Aim of the exercise
Pick out every line of the rows that contains the word "frame", and copy each one.

Dataset rows

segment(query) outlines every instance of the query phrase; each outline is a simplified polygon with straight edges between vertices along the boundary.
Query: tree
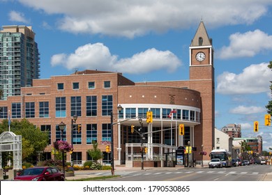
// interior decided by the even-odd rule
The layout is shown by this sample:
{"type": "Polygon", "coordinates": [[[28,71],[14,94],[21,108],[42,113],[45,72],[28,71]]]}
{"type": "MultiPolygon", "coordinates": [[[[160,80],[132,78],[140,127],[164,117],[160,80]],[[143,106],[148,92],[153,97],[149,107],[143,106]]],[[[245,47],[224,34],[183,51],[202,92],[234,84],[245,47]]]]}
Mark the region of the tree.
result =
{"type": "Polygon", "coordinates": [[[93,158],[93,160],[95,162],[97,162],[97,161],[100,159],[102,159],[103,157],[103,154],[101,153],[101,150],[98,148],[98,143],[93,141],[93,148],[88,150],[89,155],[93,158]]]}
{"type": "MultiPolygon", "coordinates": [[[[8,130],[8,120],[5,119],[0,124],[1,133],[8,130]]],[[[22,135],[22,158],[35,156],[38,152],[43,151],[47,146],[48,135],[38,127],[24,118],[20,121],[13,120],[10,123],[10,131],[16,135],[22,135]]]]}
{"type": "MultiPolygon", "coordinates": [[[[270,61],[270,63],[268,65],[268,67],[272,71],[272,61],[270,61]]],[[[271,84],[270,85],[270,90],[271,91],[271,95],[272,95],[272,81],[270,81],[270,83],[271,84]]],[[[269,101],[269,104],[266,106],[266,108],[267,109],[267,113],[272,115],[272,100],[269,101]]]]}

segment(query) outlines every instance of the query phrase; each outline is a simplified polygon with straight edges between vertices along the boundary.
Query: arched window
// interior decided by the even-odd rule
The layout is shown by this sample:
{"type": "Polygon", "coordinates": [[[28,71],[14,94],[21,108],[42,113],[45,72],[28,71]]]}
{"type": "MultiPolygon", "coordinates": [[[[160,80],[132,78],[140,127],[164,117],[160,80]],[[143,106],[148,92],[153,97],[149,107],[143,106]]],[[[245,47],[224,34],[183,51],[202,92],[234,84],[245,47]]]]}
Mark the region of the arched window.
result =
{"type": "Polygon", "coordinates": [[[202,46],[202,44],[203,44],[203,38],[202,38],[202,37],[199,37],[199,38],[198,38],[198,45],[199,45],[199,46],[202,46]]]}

--

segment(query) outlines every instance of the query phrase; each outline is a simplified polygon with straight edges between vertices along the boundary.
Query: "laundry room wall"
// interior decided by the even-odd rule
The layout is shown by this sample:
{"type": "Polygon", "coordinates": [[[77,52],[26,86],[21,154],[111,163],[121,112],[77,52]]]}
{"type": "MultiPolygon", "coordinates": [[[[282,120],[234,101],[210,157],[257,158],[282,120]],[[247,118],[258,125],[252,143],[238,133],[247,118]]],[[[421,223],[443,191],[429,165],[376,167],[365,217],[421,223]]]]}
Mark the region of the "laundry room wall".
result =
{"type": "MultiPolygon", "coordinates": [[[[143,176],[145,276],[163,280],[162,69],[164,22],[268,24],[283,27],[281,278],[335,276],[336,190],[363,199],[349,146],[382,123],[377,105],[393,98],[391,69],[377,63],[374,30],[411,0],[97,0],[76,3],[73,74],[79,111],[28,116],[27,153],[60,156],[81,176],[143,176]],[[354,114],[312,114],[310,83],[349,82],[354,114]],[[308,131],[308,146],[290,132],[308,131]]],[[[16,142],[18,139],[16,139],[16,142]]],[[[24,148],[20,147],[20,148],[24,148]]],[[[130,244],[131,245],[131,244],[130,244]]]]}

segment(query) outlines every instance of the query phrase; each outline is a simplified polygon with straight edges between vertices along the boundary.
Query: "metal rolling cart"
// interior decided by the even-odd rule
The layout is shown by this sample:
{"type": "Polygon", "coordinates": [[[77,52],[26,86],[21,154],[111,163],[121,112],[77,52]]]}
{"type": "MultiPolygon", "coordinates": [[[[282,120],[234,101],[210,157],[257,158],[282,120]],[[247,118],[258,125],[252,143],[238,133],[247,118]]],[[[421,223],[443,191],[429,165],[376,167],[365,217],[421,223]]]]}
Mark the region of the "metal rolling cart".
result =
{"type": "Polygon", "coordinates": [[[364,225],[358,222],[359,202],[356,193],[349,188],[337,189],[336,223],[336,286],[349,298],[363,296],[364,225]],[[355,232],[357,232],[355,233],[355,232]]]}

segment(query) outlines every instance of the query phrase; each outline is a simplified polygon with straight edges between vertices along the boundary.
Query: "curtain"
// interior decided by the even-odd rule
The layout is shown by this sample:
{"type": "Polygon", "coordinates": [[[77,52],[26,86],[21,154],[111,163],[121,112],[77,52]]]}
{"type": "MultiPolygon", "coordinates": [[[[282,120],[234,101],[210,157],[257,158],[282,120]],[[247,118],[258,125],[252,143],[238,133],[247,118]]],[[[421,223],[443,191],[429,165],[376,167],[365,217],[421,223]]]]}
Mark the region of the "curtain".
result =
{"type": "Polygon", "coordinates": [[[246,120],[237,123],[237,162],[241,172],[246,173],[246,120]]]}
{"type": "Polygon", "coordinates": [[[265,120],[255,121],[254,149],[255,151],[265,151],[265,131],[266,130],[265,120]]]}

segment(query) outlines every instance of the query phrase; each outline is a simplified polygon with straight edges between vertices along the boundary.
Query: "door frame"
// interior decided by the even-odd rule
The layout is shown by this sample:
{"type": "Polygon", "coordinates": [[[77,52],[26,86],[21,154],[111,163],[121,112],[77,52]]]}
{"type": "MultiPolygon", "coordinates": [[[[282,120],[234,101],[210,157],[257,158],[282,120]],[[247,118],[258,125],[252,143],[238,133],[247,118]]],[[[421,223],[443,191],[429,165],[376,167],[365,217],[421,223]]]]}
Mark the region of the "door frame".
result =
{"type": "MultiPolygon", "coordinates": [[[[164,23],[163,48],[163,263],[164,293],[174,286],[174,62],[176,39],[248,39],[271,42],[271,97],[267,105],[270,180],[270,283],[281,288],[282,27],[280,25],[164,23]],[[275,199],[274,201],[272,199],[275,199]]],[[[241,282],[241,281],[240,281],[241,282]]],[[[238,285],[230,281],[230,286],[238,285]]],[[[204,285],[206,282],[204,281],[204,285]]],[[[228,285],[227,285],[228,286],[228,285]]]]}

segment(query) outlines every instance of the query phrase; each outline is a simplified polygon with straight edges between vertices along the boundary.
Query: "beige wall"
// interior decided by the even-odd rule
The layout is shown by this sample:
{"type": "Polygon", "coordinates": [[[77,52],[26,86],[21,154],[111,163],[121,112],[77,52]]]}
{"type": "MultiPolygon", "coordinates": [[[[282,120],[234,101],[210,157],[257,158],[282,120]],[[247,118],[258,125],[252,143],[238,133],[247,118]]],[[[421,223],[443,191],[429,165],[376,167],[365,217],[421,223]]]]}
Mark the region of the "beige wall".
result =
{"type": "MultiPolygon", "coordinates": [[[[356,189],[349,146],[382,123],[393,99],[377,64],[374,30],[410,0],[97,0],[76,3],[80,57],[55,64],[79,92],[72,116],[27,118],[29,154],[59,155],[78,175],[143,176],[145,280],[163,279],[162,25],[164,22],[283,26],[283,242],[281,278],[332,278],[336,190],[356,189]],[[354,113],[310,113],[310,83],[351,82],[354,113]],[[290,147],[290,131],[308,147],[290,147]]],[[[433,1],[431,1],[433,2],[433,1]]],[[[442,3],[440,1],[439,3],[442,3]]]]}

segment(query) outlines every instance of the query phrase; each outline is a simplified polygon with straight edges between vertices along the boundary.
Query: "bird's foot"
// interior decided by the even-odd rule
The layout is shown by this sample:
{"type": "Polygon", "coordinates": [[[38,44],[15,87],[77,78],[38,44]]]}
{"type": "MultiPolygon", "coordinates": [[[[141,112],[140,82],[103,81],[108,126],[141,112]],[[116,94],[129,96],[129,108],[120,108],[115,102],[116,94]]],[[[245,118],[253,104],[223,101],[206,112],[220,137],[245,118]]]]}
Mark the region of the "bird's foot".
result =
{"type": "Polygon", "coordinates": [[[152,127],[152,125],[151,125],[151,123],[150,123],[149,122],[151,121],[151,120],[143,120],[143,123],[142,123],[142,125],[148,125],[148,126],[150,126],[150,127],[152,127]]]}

* * *

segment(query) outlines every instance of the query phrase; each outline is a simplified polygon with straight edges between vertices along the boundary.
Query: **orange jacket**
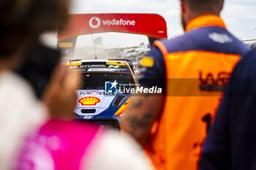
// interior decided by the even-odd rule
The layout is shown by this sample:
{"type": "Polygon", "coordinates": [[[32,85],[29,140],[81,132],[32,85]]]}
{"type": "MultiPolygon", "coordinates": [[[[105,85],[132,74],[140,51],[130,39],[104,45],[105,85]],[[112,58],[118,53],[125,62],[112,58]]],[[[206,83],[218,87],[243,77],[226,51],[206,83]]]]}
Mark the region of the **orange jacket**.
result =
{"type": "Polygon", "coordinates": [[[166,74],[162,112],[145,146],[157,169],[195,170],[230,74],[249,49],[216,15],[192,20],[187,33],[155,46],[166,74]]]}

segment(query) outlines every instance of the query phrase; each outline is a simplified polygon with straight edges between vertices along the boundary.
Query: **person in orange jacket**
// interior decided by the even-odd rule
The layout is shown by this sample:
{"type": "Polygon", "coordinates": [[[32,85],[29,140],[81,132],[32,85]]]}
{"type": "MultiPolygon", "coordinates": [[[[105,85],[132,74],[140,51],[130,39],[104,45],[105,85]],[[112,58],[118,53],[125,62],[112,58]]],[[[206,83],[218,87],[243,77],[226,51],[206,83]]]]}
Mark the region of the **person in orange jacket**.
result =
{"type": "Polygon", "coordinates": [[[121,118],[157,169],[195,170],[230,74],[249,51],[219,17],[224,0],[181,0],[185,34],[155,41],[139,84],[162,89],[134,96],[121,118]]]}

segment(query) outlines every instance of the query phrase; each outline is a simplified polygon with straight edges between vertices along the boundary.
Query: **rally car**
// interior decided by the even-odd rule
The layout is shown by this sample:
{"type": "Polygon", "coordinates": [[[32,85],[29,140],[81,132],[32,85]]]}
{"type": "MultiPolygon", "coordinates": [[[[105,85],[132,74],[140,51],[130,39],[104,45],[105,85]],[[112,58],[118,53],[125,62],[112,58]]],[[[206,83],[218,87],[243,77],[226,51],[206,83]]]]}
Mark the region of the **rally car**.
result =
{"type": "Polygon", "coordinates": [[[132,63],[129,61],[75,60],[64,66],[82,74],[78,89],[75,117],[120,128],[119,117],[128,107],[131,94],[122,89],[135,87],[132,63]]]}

Output for this exercise
Query: "door frame"
Mark the region of the "door frame".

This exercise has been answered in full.